**EXERCISE TEXT:**
------------------------------------

How is the attitude towards grown polished diamonds changing? Will they be in great demand as natural ones?

In Russia, there have been radical changes in the attitude towards these stones for 7 years. I started studying the topic of lab-grown rough diamonds in 2015; at that time, no one knew about them except for some major specialists (manufacturers, scientists, experts from the Gemological Center of Moscow State University) and dealers very interested in them, and there was no lab-grown diamond market. Today, many market players show their desire to study the issue, they correctly distinguish between the categories, understand the basics of their diagnostics, and many people began to show consumer interest, because the fear of deception has decreased thanks to the study of the problem and a better understanding of it. I feel, the demand will definitely grow for the melee, which is already observed. In high-income countries, demand for large lab-grown polished diamonds weighing 3 carats and more will grow.

Where are they most popular?

Now, lab-grown polished diamonds are most popular in America, as well as in China, Europe, an increasing demand is seen in Japan and other countries.

In Russia, there is also every chance for the development of the lab-grown polished diamond market, this is due to their lower cost, the factories operating in Russia, and some emerging brands using these stones.

In my opinion, a separate publication should be devoted to the development of a coloured lab-grown diamond market.

This will be the topic of our next talk. Please tell us how the marketing of lab-grown polished diamonds is changing, and about the ways to promote and advertise them.

In 2021, after much discussion, the new “CIBJO Laboratory-Grown Diamonds Guidelines” Blue Book was published setting many principles for lab-grown polished diamonds. In particular, manufacturers are advised to validate their statements on the sustainability by inviting independent experts to evaluate their lab-grown polished diamonds.

Under these conditions, the promotion of lab-grown polished diamonds has changed somewhat. Instead of the definitions “eco”, “organic”, “green” diamonds (without explanation, these terms mislead some buyers as for the nature of a stone’s origin), which were originally used, the term “sustainable” is now more commonly used. At the same time, the general theme of doing less harm to nature compared to mining the diamonds remains. Another marketing theme is lab-grown diamonds as a high-tech achievement.

------------------------------------

**TASK DETAILS:**
Copy the passage on lab-grown diamonds starting with "Where are they" and going on through "using these stones.", changing "Japan" to "Korea".

------------------------------------

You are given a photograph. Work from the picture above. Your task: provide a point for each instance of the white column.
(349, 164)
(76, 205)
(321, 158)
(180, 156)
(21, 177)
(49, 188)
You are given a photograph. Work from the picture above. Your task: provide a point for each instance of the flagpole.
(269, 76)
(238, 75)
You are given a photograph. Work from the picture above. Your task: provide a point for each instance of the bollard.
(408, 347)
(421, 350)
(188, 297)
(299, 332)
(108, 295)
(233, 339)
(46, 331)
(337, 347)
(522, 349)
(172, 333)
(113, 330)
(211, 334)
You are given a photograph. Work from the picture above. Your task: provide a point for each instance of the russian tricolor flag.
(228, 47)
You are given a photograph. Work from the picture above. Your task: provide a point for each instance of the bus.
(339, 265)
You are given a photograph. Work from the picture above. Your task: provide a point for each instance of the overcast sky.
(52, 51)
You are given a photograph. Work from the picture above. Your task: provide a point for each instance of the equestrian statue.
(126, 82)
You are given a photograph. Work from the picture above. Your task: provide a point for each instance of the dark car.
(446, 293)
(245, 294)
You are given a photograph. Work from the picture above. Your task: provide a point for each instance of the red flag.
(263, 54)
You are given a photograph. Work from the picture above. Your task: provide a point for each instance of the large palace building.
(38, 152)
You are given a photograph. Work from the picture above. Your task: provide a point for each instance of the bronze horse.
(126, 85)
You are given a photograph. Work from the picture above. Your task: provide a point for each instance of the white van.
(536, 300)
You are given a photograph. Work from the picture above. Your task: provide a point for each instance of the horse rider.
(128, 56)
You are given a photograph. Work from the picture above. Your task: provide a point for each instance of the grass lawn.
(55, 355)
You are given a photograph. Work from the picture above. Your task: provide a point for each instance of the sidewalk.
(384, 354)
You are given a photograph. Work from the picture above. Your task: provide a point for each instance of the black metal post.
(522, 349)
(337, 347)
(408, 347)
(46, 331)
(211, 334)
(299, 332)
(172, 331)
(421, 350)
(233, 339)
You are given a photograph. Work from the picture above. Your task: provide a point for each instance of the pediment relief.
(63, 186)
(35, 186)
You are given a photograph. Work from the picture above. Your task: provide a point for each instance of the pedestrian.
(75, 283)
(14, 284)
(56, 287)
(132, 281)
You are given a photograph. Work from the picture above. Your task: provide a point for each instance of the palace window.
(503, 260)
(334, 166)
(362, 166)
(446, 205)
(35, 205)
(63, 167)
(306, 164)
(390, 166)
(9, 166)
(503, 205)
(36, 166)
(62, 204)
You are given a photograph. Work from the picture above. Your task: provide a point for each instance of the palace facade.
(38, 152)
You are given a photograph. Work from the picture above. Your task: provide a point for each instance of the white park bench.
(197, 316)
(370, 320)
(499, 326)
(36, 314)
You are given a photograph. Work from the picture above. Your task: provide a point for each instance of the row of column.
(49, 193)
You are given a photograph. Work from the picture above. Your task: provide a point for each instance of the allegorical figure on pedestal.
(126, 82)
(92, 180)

------------------------------------

**ANSWER SPACE:**
Where are they most popular?

Now, lab-grown polished diamonds are most popular in America, as well as in China, Europe, an increasing demand is seen in Korea and other countries.

In Russia, there is also every chance for the development of the lab-grown polished diamond market, this is due to their lower cost, the factories operating in Russia, and some emerging brands using these stones.